## Exercise task
Convert every line of the entries below into a Markdown table with the columns "Row" and "Line", numbering the rows in order and skipping blank lines. Leave the pictures out of the table.

## Exercise input
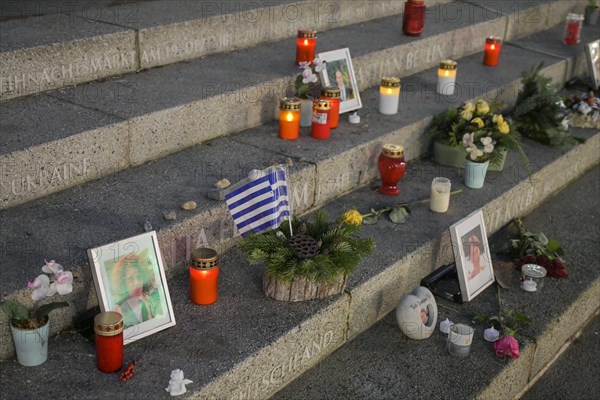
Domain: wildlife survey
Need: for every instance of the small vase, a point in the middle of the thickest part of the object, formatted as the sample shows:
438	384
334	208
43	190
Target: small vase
391	168
306	106
31	345
475	173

## Solution for this task
| Row | Line |
|---|---|
| 1 | Domain: wildlife survey |
| 2 | Need: for every instance of the small vase, a point in the middle of the thickest part of the object, formatted as the sample shows: |
| 3 | 438	384 |
| 4 | 334	208 |
| 5 | 43	190 |
| 6 | Target: small vase |
| 7 | 391	168 |
| 8 | 306	106 |
| 9 | 31	345 |
| 10 | 475	173 |